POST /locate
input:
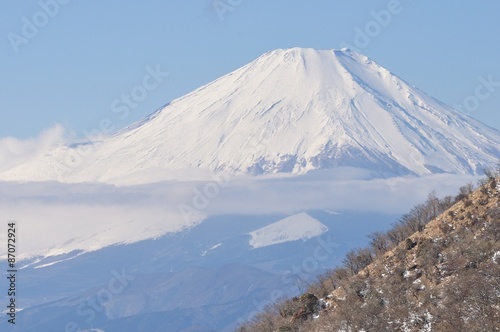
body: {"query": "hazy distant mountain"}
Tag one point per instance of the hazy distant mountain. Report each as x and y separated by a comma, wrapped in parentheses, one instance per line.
(290, 111)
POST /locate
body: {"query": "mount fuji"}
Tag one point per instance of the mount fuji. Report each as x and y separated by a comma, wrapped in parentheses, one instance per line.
(289, 111)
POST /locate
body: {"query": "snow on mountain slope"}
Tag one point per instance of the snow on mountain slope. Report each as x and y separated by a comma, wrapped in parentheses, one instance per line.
(297, 227)
(290, 111)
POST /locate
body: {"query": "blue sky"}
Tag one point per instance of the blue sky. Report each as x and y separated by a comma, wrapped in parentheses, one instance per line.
(70, 62)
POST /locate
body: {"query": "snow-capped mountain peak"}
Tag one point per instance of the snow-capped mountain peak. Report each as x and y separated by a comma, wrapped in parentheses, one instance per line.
(290, 110)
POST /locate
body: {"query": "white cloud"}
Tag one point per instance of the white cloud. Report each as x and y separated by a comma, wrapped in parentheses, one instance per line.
(14, 151)
(57, 218)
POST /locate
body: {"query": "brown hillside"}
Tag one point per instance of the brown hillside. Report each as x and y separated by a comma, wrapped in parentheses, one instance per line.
(437, 269)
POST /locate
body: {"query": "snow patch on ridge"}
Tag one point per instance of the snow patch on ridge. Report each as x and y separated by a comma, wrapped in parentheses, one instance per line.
(297, 227)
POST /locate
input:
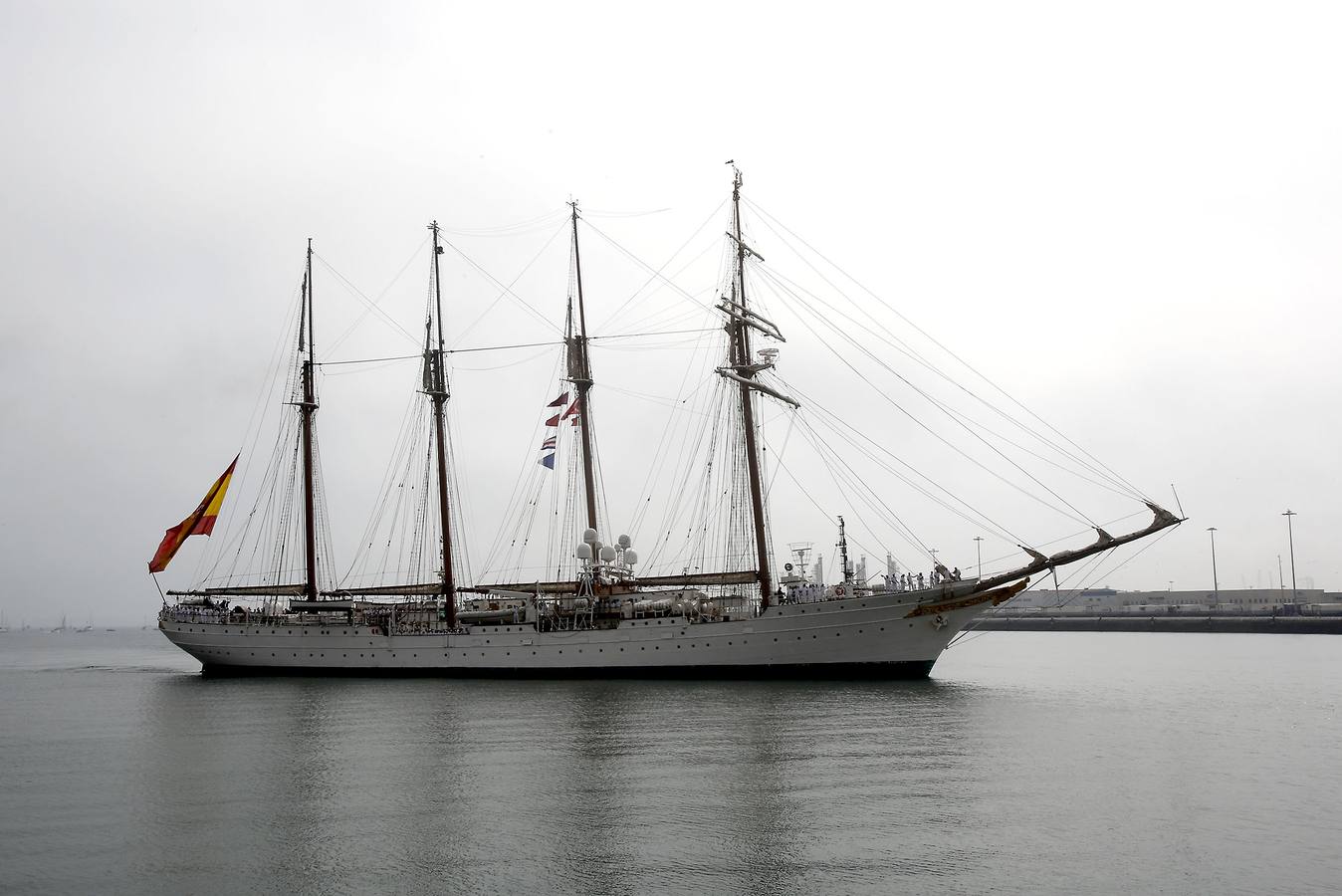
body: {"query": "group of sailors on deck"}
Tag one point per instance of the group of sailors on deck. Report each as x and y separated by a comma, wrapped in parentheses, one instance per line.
(911, 582)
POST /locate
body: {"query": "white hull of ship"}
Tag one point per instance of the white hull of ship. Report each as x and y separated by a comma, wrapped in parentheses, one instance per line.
(860, 636)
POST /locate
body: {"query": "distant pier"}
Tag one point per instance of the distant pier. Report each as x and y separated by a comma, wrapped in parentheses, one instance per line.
(1160, 622)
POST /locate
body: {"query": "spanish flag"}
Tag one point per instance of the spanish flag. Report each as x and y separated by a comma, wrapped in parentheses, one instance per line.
(201, 522)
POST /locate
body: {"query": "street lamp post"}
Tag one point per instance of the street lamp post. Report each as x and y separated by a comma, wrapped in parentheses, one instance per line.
(1216, 586)
(1290, 537)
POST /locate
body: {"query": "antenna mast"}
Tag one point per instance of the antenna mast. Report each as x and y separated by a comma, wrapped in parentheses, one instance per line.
(436, 388)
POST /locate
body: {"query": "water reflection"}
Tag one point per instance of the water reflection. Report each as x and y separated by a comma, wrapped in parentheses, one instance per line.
(1047, 773)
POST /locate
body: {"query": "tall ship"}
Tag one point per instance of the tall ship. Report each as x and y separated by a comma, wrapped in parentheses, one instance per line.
(713, 602)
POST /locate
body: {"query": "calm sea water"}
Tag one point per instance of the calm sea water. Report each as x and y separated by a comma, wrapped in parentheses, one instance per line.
(1030, 764)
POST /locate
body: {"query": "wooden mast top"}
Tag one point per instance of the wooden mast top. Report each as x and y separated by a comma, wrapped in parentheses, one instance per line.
(307, 408)
(436, 386)
(581, 375)
(740, 358)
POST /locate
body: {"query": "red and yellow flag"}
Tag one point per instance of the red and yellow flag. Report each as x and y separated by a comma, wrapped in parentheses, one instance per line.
(201, 522)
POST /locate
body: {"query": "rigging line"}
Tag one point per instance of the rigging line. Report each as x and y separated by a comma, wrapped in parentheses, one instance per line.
(647, 267)
(561, 228)
(485, 231)
(663, 441)
(938, 437)
(1110, 555)
(969, 366)
(1110, 485)
(343, 336)
(671, 258)
(261, 405)
(856, 486)
(655, 211)
(506, 289)
(637, 336)
(932, 400)
(975, 517)
(397, 357)
(501, 366)
(1079, 516)
(370, 305)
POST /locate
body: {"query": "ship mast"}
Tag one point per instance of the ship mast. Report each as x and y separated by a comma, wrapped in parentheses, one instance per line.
(580, 371)
(436, 388)
(307, 408)
(740, 358)
(843, 553)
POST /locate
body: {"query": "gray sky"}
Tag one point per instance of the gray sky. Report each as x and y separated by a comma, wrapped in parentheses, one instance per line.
(1127, 216)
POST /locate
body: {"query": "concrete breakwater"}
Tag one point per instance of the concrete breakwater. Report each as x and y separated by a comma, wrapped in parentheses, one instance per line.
(1161, 622)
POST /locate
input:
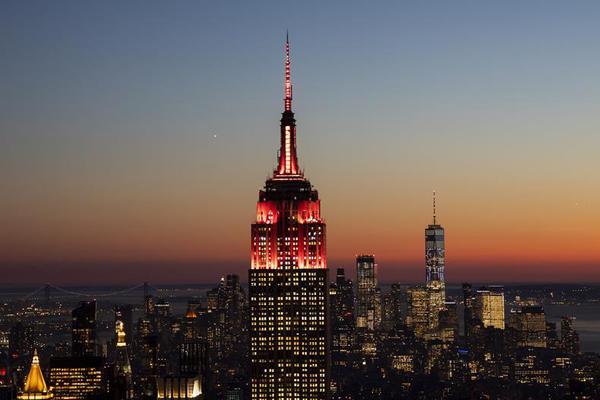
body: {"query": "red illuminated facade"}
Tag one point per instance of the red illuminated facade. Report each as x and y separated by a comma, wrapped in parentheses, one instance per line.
(289, 231)
(288, 283)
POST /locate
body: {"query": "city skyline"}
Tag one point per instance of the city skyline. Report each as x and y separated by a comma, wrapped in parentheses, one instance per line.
(111, 161)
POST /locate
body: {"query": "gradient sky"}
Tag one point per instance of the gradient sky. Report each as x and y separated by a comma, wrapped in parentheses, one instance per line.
(110, 170)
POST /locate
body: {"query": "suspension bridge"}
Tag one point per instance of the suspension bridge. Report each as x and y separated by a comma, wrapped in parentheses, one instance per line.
(49, 290)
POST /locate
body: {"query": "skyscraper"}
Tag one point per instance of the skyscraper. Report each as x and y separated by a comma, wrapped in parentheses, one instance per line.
(341, 295)
(35, 386)
(288, 283)
(489, 307)
(435, 261)
(368, 305)
(122, 379)
(83, 329)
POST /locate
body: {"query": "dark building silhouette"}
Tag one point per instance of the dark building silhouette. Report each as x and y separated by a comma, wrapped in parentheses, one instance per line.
(288, 282)
(83, 329)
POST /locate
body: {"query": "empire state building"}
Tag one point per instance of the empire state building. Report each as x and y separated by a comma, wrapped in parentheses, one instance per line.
(289, 346)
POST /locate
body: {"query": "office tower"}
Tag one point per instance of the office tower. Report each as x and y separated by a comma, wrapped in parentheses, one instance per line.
(35, 385)
(122, 380)
(20, 346)
(77, 378)
(569, 338)
(191, 381)
(391, 308)
(489, 307)
(193, 358)
(124, 313)
(231, 304)
(529, 323)
(289, 343)
(448, 323)
(179, 387)
(418, 315)
(468, 315)
(435, 256)
(83, 329)
(341, 302)
(190, 329)
(368, 306)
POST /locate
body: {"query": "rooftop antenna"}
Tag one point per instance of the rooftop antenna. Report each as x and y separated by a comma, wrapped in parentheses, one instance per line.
(434, 207)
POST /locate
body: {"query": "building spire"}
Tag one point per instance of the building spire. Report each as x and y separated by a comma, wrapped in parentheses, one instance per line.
(288, 77)
(287, 167)
(434, 215)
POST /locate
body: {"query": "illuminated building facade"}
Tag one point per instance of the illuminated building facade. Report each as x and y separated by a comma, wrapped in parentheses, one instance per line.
(76, 378)
(368, 303)
(84, 329)
(288, 283)
(35, 385)
(529, 323)
(489, 307)
(435, 261)
(122, 378)
(418, 315)
(341, 296)
(179, 387)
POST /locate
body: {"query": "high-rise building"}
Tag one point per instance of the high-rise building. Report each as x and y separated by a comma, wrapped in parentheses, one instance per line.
(529, 324)
(77, 378)
(124, 313)
(468, 302)
(418, 315)
(83, 329)
(489, 307)
(288, 283)
(35, 386)
(391, 307)
(341, 296)
(569, 338)
(368, 305)
(122, 388)
(435, 261)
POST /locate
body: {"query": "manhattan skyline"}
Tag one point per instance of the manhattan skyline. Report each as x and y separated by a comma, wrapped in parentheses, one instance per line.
(110, 158)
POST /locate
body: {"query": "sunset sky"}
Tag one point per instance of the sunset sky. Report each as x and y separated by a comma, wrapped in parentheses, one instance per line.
(134, 136)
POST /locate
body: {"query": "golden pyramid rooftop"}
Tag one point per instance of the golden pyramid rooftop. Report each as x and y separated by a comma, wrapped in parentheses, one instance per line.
(35, 385)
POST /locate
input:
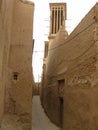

==================================================

#### Task description:
Identify every line in the items above that contains the string "suspension", matching case exactly, and copy each of those lines.

#### Solution to the exercise:
body: {"query": "suspension bridge"}
Tag one point per instance of the suspension bridge. Report each as x and y separated by a comma, wrapped in parentheses, one instance per line.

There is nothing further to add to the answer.